## BEGIN
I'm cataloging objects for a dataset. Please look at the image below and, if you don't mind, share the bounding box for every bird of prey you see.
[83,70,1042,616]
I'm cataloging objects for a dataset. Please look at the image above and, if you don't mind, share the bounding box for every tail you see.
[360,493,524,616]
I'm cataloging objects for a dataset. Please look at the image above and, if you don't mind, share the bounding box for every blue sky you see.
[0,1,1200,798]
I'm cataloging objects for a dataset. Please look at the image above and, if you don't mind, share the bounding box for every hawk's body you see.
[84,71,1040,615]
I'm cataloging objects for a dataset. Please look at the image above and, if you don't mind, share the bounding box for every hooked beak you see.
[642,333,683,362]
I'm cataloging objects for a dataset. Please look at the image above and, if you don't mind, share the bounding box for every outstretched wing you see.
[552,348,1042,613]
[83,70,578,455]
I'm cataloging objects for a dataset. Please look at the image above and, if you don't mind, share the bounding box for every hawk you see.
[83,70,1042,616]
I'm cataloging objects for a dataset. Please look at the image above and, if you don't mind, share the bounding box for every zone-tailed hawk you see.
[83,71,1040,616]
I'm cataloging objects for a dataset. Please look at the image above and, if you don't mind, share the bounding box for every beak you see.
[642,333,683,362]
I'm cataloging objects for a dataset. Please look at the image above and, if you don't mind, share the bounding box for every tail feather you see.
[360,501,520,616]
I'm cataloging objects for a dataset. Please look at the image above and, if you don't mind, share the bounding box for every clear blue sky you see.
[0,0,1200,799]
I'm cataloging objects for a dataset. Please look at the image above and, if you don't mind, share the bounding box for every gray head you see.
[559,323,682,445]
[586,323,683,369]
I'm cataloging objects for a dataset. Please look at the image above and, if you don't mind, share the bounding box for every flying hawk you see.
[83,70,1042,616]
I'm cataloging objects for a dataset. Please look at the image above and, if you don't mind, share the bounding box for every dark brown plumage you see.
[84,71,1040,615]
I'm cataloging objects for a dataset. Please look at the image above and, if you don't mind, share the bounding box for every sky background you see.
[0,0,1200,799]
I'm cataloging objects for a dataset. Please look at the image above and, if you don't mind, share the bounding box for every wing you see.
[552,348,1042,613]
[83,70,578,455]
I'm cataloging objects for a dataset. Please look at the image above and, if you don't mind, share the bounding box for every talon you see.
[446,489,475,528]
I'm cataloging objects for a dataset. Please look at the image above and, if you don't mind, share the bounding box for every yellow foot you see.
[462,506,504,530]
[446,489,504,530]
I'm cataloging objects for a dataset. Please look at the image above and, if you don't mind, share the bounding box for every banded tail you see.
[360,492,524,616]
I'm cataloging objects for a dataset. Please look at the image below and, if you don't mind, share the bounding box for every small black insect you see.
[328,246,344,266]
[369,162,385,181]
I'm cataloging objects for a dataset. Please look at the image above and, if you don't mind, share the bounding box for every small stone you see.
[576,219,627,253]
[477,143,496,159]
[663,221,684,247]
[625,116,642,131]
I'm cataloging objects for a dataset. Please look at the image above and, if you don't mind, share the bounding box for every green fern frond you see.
## END
• **WHAT IS BEING ASKED**: Arrange all of the material above as a numbered list, leaving out any blank lines.

• **REPLY**:
1. I'm cataloging objects for a dataset. Please look at the image below and, if you don't mind, share the bounding box for every bird of prey you see.
2. [83,70,1042,616]
3. I'm cataloging objects for a dataset. Please look at the image above and, if you don't mind, share the bounding box for every tail you see.
4. [360,493,524,616]
5. I'm cataloging objects for a dataset. Please look at the image above and, if you don't mind, share the bounding box for every blue sky you see.
6. [0,1,1200,798]
7. I'm cataloging objects for a dataset. Please look at the image above and, if you don't mind, share the bounding box for every hawk's body you see.
8. [84,71,1040,615]
9. I'm cataloging objects for a dataset. Please look at the image above and, if you don't mind, share the bounding box for every hooked beak you see.
10. [642,333,683,362]
11. I'm cataloging objects for a dataset. Please look at the image above and, if you don't mind, share the bounding box for every outstretched wing you see.
12. [552,348,1042,613]
13. [83,70,578,455]
14. I'm cataloging objects for a dataset. Please look at the image above and, if you don't mind, share the bounding box for every hawk you see.
15. [83,70,1042,616]
16. I'm cataloging objects for a dataset. Please look at the image above and, if you don't mind, share the bounding box for every zone-tailed hawk you see.
17. [83,71,1040,616]
18. I'm cataloging objects for a dataset. Please look at the image above and, if you don't mind, share the bounding box for every beak you see.
19. [642,333,683,362]
20. I'm cataloging objects for a dataset. Please look at the image above and, if you don't mind, share the bounding box for every tail feather you see.
21. [360,501,520,616]
22. I'm cataloging objects for a dataset. Please look at the image above and, if you don't mind, share the bounding box for every clear blue sky you see.
23. [0,0,1200,799]
24. I'm cataloging objects for a dataset. Please look at the image above and, if you don't mind, share the bounding box for every gray head you see.
25. [559,323,682,445]
26. [586,323,683,369]
27. I'm cataloging objects for a dataset. Please look at the image above and, if you don't mind, share the bounding box for every flying hawk you see.
28. [83,70,1042,616]
29. I'm cataloging objects for a dataset. Please look at the image above and, if you don't mind, share the bounding box for every dark brown plumage you see.
30. [84,71,1040,615]
31. I'm cataloging objects for a dataset. Please look at the image above and, if you don't mind, share the bounding box for every sky background you see.
32. [0,0,1200,799]
33. I'm cataloging objects for a dataset. Please look at the image above and, if you don't mind, share the bounding box for every wing you see.
34. [552,348,1042,613]
35. [83,70,578,455]
36. I'm cataloging objects for a dataset. Please look at the image above and, if you don't mind, share the bounding box for every talon you see.
37. [446,489,475,528]
38. I'm cataloging objects for a dataset. Please look at the image above and, if you don't mind, share the bounding box for every yellow foot you see.
39. [462,506,504,530]
40. [446,489,504,530]
41. I'm cataloging objects for a dataset. Please look at the image above and, if you don't mind, share the bounding box for every banded tail you see.
42. [360,492,524,616]
43. I'm cataloging objects for a dataset. Please look at the image below and, if you don't mind, share the bounding box for every small black insect you see.
44. [328,246,344,266]
45. [369,162,385,181]
46. I'm cataloging objects for a dataset. Please look at the image above and, if you don't mind, share the bounding box for every small stone you see.
47. [576,219,627,253]
48. [477,143,496,159]
49. [663,221,684,247]
50. [625,116,642,131]
51. I'm cataloging objects for a dataset. Please look at the image above and, if you don't mind, share the bounding box for every green fern frond you see.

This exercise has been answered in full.